AMC, the largest theatre chain in the world, has a successful subscription
service also limited to its chain.

------
basementcat
Someone should make a MoviePass movie.

------
lamdauf
I guess MoviePass is trying a free PR here, sorry OP, speaking of the devil is
some kind of PR.

------
xivzgrev
when the gravy train is running, hop on and ride as long as you can. Sometimes
like this it crashes and burns, sometimes like Uber/lyft it slowly Peters out
(and it’s still a gravy train, just not nearly as much so as before)

------
Kye
The tyranny of unit economics.

------
OrgNet
they lasted a lot longer then I anticipated

------
enahs-sf
Does this mean $HMNY will go back up???

------
austinl
I'd strongly recommend this longer read by Jason Guerrasio about the rise and
fall MoviePass: [https://outline.com/ZPqaXs](https://outline.com/ZPqaXs) —
really captures the whole story end to end.

Original link with ad-block paywall: [https://www.businessinsider.com/inside-
story-moviepass-rise-...](https://www.businessinsider.com/inside-story-
moviepass-rise-fall-2019-8)

------
aka2411
really sad news.

------
ijiiijji1
MP is like Uber and Lyft: a magical unicorn business model that consumers
thought they could get something for nothing, e.g., it was never sustainable.

------------------------------

§ **Your instructions**:
List the usernames of the commenters in the forum thread whose posts spell out the name "MoviePass".

[Entries from a pointing dataset]

------------------------------

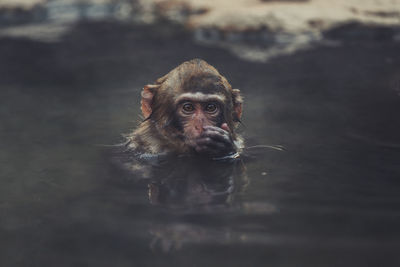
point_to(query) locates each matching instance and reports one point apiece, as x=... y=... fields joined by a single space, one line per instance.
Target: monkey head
x=192 y=109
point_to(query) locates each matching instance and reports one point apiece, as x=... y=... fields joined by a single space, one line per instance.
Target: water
x=330 y=198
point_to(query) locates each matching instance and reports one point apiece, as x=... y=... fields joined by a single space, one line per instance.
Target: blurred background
x=321 y=79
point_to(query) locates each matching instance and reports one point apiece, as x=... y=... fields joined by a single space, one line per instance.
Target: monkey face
x=191 y=109
x=195 y=116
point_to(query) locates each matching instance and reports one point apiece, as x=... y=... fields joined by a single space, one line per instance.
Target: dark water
x=331 y=198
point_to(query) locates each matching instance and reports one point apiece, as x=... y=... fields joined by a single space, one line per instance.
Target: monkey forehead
x=200 y=97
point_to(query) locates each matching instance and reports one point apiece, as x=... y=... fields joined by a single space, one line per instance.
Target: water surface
x=330 y=198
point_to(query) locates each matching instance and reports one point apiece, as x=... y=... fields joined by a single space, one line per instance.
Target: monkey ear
x=237 y=103
x=147 y=99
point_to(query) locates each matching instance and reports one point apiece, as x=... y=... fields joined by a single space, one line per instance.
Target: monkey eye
x=211 y=108
x=188 y=107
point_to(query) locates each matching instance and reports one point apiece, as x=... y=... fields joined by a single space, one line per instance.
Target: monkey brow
x=200 y=97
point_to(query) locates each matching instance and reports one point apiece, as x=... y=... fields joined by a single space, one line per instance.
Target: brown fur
x=158 y=133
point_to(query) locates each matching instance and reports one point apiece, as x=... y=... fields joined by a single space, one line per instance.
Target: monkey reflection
x=192 y=182
x=187 y=145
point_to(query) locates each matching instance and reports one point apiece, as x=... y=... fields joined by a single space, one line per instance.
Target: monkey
x=192 y=110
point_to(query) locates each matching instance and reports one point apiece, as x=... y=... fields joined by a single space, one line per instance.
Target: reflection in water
x=190 y=182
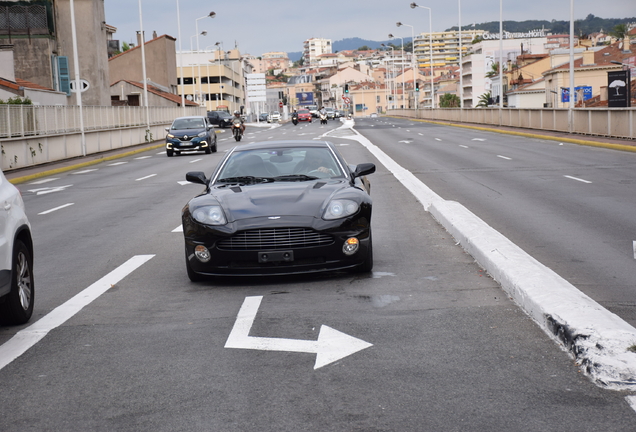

------------------------------

§ **Solved problem**:
basementcat, lamdauf, austinl